The response should hold every record from the listing that follows, verbatim, and no pictures.
-*-
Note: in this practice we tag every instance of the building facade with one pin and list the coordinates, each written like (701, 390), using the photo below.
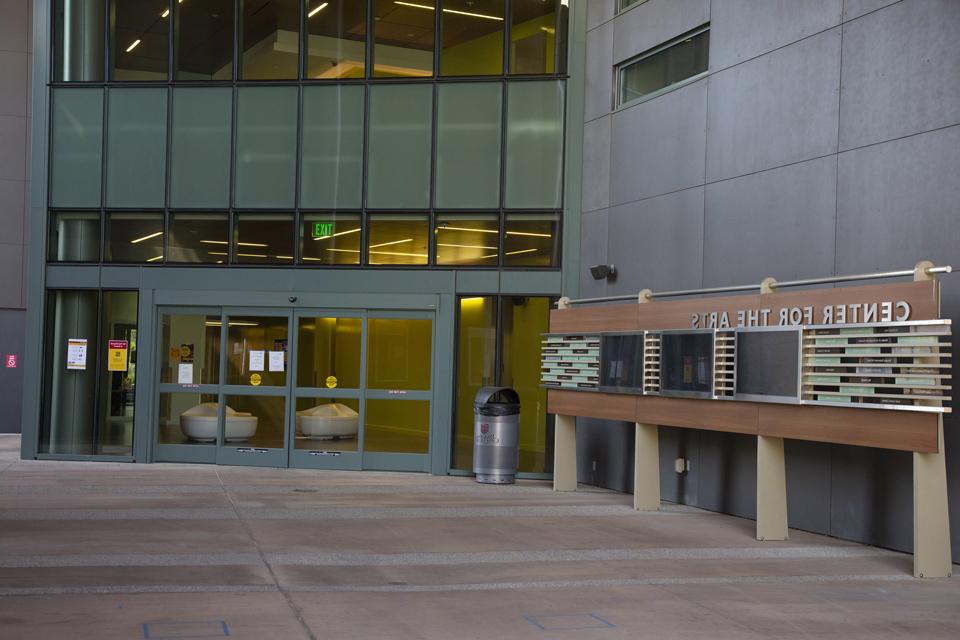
(294, 233)
(816, 138)
(16, 46)
(259, 217)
-*-
## ANSWER BOX
Note: in this practice we tag every instance of the building facade with one pin and list the coordinates, each written like (701, 390), using the photo below.
(294, 233)
(816, 138)
(16, 46)
(259, 217)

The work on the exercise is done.